##### Extrait à lire

Par lettre du 27 octobre 2000, Z. a informé Y. et X. de son intention de résilier le contrat en raison du défaut de paiement d'une facture pour des travaux exécutés par elle. Il en est résulté un différend que les parties n'ont pas pu régler à l'amiable.
B.- Le 14 février 2001, Z. a adressé à la Chambre de Commerce Internationale (CCI) une requête d'arbitrage visant non seulement Y. et X., mais encore le dénommé A., au motif que cet homme d'affaires libanais était intervenu de façon constante dans l'exécution du contrat d'entreprise. Tirant argument du fait que A. n'avait pas signé le contrat d'entreprise, les parties défenderesses ont sollicité sa mise hors de cause.
La demanderesse a proposé comme arbitre Me D. Quant aux parties défenderesses, elles ont avancé le nom de M. E. Les coarbitres ont désigné Me S. comme président du Tribunal arbitral. La CCI a entériné ces choix.

##########
##### Lignes de données

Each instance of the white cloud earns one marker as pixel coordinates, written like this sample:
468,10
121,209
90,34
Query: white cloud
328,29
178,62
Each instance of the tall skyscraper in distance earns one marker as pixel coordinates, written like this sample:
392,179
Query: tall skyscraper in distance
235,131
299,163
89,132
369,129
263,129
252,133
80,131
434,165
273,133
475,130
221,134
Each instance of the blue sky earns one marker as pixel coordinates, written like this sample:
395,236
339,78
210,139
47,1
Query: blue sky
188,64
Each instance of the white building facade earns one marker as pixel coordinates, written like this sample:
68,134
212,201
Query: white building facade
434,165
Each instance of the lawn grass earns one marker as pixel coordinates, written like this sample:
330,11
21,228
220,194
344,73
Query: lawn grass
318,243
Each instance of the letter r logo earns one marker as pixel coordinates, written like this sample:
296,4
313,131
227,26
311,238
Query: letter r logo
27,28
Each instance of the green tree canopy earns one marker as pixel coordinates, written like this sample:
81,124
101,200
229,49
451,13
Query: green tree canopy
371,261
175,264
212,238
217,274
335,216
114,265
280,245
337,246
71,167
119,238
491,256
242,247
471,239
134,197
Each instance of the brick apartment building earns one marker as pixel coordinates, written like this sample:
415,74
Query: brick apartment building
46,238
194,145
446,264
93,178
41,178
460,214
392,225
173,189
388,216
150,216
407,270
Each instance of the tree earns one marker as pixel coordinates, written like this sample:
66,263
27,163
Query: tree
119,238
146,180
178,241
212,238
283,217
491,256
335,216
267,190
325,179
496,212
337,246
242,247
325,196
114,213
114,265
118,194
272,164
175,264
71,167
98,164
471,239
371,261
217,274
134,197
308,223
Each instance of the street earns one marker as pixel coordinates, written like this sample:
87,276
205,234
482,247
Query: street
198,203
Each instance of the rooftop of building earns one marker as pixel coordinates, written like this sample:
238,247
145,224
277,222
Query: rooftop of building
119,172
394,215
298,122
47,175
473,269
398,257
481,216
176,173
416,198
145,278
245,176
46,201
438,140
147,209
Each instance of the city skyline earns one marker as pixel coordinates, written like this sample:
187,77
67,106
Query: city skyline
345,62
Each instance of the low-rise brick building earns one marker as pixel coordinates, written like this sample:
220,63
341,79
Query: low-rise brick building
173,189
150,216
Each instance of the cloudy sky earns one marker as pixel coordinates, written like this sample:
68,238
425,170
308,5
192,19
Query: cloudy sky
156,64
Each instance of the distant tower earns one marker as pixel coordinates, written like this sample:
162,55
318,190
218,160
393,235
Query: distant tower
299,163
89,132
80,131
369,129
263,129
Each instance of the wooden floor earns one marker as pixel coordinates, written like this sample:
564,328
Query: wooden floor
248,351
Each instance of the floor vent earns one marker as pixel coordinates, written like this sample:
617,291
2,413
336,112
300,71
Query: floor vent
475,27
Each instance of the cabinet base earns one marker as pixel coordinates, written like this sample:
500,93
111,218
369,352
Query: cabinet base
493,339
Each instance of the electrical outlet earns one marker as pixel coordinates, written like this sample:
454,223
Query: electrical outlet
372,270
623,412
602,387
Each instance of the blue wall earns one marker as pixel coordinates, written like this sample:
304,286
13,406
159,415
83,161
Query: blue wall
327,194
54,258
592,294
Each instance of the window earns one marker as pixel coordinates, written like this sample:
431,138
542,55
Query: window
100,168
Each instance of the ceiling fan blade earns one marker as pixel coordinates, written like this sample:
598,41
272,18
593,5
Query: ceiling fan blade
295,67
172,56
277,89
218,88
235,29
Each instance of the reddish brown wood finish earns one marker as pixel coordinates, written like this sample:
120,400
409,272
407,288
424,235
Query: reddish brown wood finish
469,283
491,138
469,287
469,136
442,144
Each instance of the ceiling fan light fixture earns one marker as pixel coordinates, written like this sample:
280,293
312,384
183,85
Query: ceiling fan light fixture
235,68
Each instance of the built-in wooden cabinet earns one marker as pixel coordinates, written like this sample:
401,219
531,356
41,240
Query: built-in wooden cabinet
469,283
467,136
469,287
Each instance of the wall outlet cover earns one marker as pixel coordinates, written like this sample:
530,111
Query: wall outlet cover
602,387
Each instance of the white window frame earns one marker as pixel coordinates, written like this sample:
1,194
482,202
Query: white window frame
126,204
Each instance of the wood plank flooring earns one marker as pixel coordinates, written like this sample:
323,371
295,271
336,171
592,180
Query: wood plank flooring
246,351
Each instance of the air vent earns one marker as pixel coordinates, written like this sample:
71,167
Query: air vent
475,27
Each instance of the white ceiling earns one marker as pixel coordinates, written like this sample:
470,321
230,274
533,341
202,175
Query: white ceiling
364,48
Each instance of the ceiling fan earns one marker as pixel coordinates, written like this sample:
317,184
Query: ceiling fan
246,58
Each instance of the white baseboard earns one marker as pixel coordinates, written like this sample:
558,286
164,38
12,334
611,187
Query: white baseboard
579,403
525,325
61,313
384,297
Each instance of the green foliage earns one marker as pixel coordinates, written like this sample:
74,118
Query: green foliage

##########

■ **Travail à faire**
Recopiez intégralement, sans la moindre modification, l'extrait sur le différend porté devant l'arbitrage de la CCI.

■ **Résultat obtenu**
Par lettre du 27 octobre 2000, Z. a informé Y. et X. de son intention de résilier le contrat en raison du défaut de paiement d'une facture pour des travaux exécutés par elle. Il en est résulté un différend que les parties n'ont pas pu régler à l'amiable.
B.- Le 14 février 2001, Z. a adressé à la Chambre de Commerce Internationale (CCI) une requête d'arbitrage visant non seulement Y. et X., mais encore le dénommé A., au motif que cet homme d'affaires libanais était intervenu de façon constante dans l'exécution du contrat d'entreprise. Tirant argument du fait que A. n'avait pas signé le contrat d'entreprise, les parties défenderesses ont sollicité sa mise hors de cause.
La demanderesse a proposé comme arbitre Me D. Quant aux parties défenderesses, elles ont avancé le nom de M. E. Les coarbitres ont désigné Me S. comme président du Tribunal arbitral. La CCI a entériné ces choix.